● Exercise directions
Rewrite the lines starting at the one containing "Task: a point for each instance of the wooden walkway, written" and ending at the one containing "pixel 52 172", both included, with "wooden" swapped for "timber" and everything else left unchanged.

------

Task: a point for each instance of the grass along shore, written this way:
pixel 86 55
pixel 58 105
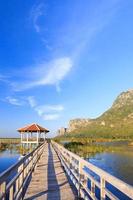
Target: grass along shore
pixel 87 147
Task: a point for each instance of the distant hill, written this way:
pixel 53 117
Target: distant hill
pixel 115 122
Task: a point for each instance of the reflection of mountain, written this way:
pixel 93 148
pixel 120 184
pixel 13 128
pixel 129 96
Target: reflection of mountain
pixel 118 164
pixel 115 122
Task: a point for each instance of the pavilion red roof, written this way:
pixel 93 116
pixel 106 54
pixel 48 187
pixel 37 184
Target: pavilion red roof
pixel 33 128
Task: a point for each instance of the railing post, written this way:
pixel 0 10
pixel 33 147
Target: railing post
pixel 92 189
pixel 79 178
pixel 11 193
pixel 102 189
pixel 3 190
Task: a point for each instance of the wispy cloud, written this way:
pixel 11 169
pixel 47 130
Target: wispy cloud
pixel 48 117
pixel 14 101
pixel 51 73
pixel 37 11
pixel 46 112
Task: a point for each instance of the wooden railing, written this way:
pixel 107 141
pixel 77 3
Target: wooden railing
pixel 13 181
pixel 91 181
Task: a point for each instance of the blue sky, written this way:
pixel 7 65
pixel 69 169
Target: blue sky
pixel 61 60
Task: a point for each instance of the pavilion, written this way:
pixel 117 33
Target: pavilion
pixel 33 134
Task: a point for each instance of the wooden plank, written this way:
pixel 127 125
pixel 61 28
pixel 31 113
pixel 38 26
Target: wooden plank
pixel 49 180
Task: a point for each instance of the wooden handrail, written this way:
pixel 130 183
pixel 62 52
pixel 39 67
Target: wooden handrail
pixel 81 172
pixel 14 180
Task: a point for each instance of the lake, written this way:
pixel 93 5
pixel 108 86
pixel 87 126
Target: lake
pixel 119 164
pixel 8 158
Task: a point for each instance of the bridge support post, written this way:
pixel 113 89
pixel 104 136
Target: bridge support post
pixel 102 189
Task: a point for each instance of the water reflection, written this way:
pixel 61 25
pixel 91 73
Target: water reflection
pixel 12 154
pixel 119 164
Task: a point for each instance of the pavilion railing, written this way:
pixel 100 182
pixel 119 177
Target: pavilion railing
pixel 92 182
pixel 14 180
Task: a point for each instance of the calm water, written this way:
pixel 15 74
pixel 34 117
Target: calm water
pixel 8 158
pixel 119 164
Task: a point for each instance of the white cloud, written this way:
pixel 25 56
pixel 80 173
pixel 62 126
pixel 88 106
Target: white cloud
pixel 36 12
pixel 48 108
pixel 51 73
pixel 51 117
pixel 14 101
pixel 46 112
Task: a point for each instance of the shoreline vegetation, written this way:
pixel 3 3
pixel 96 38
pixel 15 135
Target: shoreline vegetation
pixel 87 147
pixel 13 144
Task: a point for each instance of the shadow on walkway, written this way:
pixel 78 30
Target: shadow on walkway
pixel 53 187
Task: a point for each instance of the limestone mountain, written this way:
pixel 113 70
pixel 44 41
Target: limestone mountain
pixel 115 122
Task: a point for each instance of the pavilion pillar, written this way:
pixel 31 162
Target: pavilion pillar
pixel 27 137
pixel 21 137
pixel 44 136
pixel 37 135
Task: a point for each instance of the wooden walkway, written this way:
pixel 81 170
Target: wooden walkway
pixel 49 181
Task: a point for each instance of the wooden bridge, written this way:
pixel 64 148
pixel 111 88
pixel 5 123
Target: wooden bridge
pixel 52 172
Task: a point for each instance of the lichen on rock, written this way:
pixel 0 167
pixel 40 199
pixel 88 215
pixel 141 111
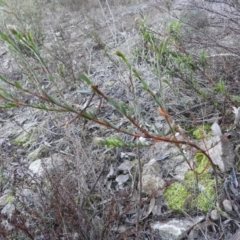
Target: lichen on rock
pixel 196 191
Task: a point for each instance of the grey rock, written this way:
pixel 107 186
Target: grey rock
pixel 221 152
pixel 227 205
pixel 214 215
pixel 175 229
pixel 151 178
pixel 5 199
pixel 42 166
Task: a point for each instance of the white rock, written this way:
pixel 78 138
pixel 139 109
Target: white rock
pixel 5 199
pixel 175 229
pixel 220 151
pixel 40 166
pixel 227 205
pixel 214 215
pixel 8 210
pixel 151 178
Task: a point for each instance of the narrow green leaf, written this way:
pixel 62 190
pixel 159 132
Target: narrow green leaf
pixel 86 79
pixel 17 84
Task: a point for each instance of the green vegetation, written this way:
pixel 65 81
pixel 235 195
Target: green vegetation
pixel 167 84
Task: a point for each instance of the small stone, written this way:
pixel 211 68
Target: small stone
pixel 227 205
pixel 214 215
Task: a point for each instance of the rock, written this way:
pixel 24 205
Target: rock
pixel 214 215
pixel 37 153
pixel 221 153
pixel 227 205
pixel 8 210
pixel 236 236
pixel 175 229
pixel 151 178
pixel 5 199
pixel 40 166
pixel 172 159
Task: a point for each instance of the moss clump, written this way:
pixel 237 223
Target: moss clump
pixel 201 132
pixel 200 189
pixel 175 195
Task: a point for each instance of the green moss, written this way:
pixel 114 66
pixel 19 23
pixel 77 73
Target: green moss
pixel 200 132
pixel 175 196
pixel 200 189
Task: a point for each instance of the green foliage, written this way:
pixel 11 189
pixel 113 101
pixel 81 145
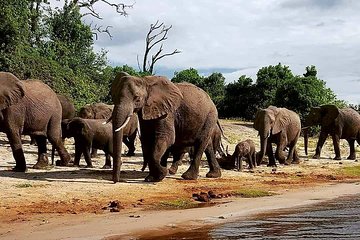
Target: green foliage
pixel 239 99
pixel 214 84
pixel 269 79
pixel 190 75
pixel 300 93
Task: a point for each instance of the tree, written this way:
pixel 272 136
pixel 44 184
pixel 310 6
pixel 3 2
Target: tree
pixel 269 79
pixel 190 75
pixel 214 85
pixel 300 93
pixel 157 35
pixel 239 99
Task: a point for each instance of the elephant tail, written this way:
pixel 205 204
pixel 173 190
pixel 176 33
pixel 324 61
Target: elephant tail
pixel 221 130
pixel 306 139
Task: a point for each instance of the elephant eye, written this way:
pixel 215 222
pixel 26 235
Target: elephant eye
pixel 137 98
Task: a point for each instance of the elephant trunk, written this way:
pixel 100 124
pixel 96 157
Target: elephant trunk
pixel 306 138
pixel 119 117
pixel 263 145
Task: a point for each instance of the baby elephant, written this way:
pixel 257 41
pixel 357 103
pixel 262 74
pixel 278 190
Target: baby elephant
pixel 90 133
pixel 244 149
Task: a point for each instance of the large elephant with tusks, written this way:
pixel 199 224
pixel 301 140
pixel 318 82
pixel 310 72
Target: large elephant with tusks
pixel 170 115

------

● Task solution
Task: a point for each instance of the timber walkway, written this way:
pixel 81 170
Target: timber walkway
pixel 49 181
Task: a point for each instance of the timber bridge, written this way:
pixel 64 148
pixel 111 88
pixel 5 123
Target: timber bridge
pixel 52 172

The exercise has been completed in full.